* [WHAT YOU HAVE TO DO] Among the entries below, only the lines starting at the one with "the bee head." and ending at the one with "Target: translucent wing", both included, are to be printed exactly.

* [INPUT RECORDS]
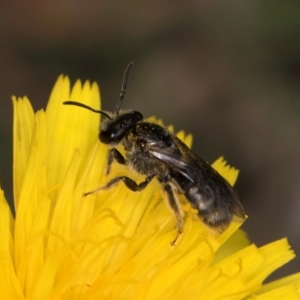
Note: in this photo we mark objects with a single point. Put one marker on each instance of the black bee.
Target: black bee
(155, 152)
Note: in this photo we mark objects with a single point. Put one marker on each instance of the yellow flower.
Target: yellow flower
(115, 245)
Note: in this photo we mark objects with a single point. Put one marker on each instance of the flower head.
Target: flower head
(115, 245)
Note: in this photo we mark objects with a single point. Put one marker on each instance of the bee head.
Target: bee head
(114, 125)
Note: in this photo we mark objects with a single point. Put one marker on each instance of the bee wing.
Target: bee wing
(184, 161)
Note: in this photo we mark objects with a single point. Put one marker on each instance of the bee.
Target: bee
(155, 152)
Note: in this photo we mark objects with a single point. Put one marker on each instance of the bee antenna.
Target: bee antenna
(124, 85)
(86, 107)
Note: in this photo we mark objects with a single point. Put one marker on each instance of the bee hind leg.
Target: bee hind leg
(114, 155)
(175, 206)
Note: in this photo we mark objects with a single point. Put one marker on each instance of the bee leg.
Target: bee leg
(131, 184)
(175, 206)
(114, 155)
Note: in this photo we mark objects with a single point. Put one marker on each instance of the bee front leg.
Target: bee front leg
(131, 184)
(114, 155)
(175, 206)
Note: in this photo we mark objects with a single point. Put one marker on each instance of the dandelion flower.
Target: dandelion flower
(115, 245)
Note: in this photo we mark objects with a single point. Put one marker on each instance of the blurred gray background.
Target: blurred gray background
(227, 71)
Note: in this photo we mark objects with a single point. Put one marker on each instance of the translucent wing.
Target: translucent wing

* * *

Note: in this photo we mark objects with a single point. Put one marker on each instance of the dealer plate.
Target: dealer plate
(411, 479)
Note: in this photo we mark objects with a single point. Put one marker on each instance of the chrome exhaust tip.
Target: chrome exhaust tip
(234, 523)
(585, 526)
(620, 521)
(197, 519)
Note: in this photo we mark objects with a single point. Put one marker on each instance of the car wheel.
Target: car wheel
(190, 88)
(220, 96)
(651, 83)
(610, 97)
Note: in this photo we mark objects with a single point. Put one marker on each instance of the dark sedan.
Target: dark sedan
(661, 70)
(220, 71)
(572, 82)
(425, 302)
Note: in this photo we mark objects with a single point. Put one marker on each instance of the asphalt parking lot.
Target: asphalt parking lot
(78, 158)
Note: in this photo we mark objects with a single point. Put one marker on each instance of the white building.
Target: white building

...

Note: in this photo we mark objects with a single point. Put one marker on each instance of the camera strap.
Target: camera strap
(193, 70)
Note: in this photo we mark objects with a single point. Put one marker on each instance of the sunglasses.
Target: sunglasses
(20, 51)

* [ANSWER FOR THIS EXERCISE]
Note: in this photo we mark objects with a single point. Put one marker on each instance of the bee head.
Target: bee head
(114, 125)
Note: in this photo we mark objects with a single point. Put one marker on each instance of the bee wing.
Target: bee wing
(184, 161)
Note: in this photo we mark objects with a single point. Put one marker on each instance of the bee.
Target: bee
(155, 152)
Note: in this photo we mark objects with a single point. Put one marker on each instance of the bee antenna.
Target: bee antenna
(124, 85)
(86, 107)
Note: in this photo we mark objects with a single point. Put one marker on each instance of the bee hind leg.
Target: bee hind leg
(114, 155)
(175, 206)
Note: in this photo we mark objects with a single point. Put one marker on each instance of the bee leg.
Target: bee leg
(131, 184)
(175, 206)
(114, 155)
Note: in this photo we mark objects with a single point. Put one marker on each instance of the bee front leg.
Target: bee front leg
(131, 184)
(114, 155)
(175, 206)
Note: in this photo we mark objects with a single point. Put one marker on each instance of the dandelion flower.
Target: dandelion flower
(115, 245)
Note: in this photo we mark objects with a single point. Put one marker on each instance of the blurred gray background.
Target: blurred gray background
(227, 71)
Note: in this photo we mark objects with a single point. Put one marker on each instance of the translucent wing.
Target: translucent wing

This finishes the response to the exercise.